TO-DO LIST
A. List every person named in the passage on rereading books.
B. Rewrite the passage on rereading starting at "I am currently" and ending at "be automatically reread.", replacing "difficult" with "challenging".
C. Continue the passage on rereading books from its last sentence.

═════ PASSAGE SHOWN ═════

Don’t have literary one-night stands. Go back again and again; the really good ones get better and better.
(Beowulf on the Beach by Jack Murnighan, 2009, p. 360)
I am currently in the middle of How to Read a Book (Mortimer J. Adler & Charles Van Doren, 1972), and it is proving to offer plenty to contemplate. Now, I haven’t yet reached the specific discussion regarding novels and short stories, which may be treated with in a slightly different manner than the expository (works conveying knowledge, i.e., non-fiction) material Adler & Van Doren deal with for the majority of the book, but in this early part, I was particularly struck by the following statement:
In tackling a difficult book for the first time, read it through without ever stopping to look up or ponder the things you do not understand right away. (36)
You will have a much better chance of understanding it on a second reading, but that requires you to have read the book through at least once. (37)
Thus implying that any difficult work will be automatically reread.
Some years back I read the first portion of The Well Educated Mind: A Guide to the Classical Education You Never Had (Susan Wise Bauer, 2003). Bauer advocated for three readings of a book. (Relying only on a faulty memory, I believe she cited Adler & Van Doren as one of her references.)
Before I go further, I should clarify that Adler & Van Doren—and presumably Bauer as well—are discussing books (and essays, stories, articles, etc.) that are being read for understanding rather than for knowledge (facts) or entertainment. They acknowledge that such reading material exists and has its purpose and value, but does not require the depth of reading they are seeking to encourage.
We readers are a voracious bunch. Not only do we tend to devour every book in sight, we compile lists and more lists. Sometimes even lists of lists. (Guilty.) If we don’t create them ourselves, we clip them from other sources—1001 Books to Read Before You Die, MLA’a Top 100 Books of the 20th Century, Nobel Prize Winners, Lifetime Reading Plans—they go on and on. In our hearts, we know that we will never actually get to every book we ever wish to read.
And now we are being told that not only should we read these books, if we wish to truly understand them, truly ingest them, we should read them more than once?
I am a rereader. I always have been. I can think of plenty of “great books” which I’ve read that I would like to read again. But the cold hard truth is that, unless I suddenly become independently wealthy (ha!) and never need to work again, I will never have time to read every single book on my list once much less multiple times. And yet…
…[Gravity’s Rainbow is] a near-impenetrable mangrove of interconnected elements, sprawling and expanding, almost metastasizing, to the point where unless you’re keeping notes on a graph-paper wall board, you’re almost sure to lose your bearings.

═════ RECORDED DATA ═════

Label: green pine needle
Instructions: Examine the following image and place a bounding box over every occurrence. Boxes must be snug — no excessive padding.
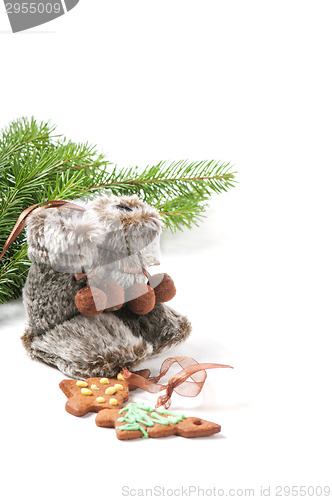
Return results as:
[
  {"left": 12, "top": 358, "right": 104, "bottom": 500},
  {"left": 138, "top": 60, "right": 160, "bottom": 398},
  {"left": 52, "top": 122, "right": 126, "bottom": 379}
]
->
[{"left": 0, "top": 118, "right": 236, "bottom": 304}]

═════

ANSWER SET
A. Jack Murnighan, Mortimer J. Adler, Charles Van Doren, Susan Wise Bauer

B.
I am currently in the middle of How to Read a Book (Mortimer J. Adler & Charles Van Doren, 1972), and it is proving to offer plenty to contemplate. Now, I haven’t yet reached the specific discussion regarding novels and short stories, which may be treated with in a slightly different manner than the expository (works conveying knowledge, i.e., non-fiction) material Adler & Van Doren deal with for the majority of the book, but in this early part, I was particularly struck by the following statement:
In tackling a challenging book for the first time, read it through without ever stopping to look up or ponder the things you do not understand right away. (36)
You will have a much better chance of understanding it on a second reading, but that requires you to have read the book through at least once. (37)
Thus implying that any challenging work will be automatically reread.

C.
The alternative is one I stumbled upon by accident while bedridden on vacation with a nasty cold and Gravity’s Rainbow as my only book: I did nothing but read the bugger for four straight days; then the second I finished, I turned from the last page to the first (as I recommend you do with Faulkner’s Absalom, Absalom too) and read the whole thing again.
(Beowulf on the Beach, p.342)
I finished Divine Comedy last summer after over three months of reading and my first thought was “I have to read these again.” Thinking about it recently, I should have read it twice through on my original read—once with and once without reading the endnotes. It was difficult, it was deep, it was allegorical, it referenced so many things and people I didn’t know about: to even begin to get the whole picture, it cries out to be read more than once. On the other hand, I contrast this with what might be considered “easier” classics, Jane Eyre, for instance. When I read Jane Eyre many years ago, I had no difficulty following the story. I was completely engaged and disappointed that it had to come to an end. At first glance it would seem that I could place Jane Eyre on a different list than Divine Comedy—books that don’t need reread and those that do—but further reflection suggests that indeed Jane Eyre also merits reread. What is it about, after all? Is it a simple romance story, of a governess meeting her true love? Or should it be read as an early feminist work, about a woman independently seeking to make her way in world, on her own terms? Maybe neither of these is quite right; maybe it is a gothic horror in the tradition of Ann Radcliff and Horace Walpole. Of course, given that each reader approaches a work with their own perspectives and background, and that these change over the course of one’s life, perhaps the ability to view a novel from many different perspectives is not in and of itself enough to demand rereading.
I am hoping that Adler & Van Doren clarify this issue as I continue through the book. Are they primarily advocating rereads for works which are too difficult on the first pass, or for anything considered “great?” (Which of course could get into the messy definition of what “great” is.)
What do you think? Do you see value in reading great works of literature—those from which you seek understanding—more than once? Or do you feel the pressure from all the titles you still want to read–that it is more important to read many than few?
Is rereading necessary?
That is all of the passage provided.